Kannst du die gesamte Auflistung als zweispaltige CSV mit den Spalten „eingabe“ und „antwort“ darstellen, mit einer Zeile pro Eintrag, jedem Feld in Anführungszeichen und Zeilenumbrüchen durch Leerzeichen ersetzt?

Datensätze
+--
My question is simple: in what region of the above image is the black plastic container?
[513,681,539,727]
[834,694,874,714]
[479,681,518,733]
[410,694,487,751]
+--
● **ANTWORT**
eingabe,antwort
"My question is simple: in what region of the above image is the black plastic container?","[513,681,539,727] [834,694,874,714] [479,681,518,733] [410,694,487,751]"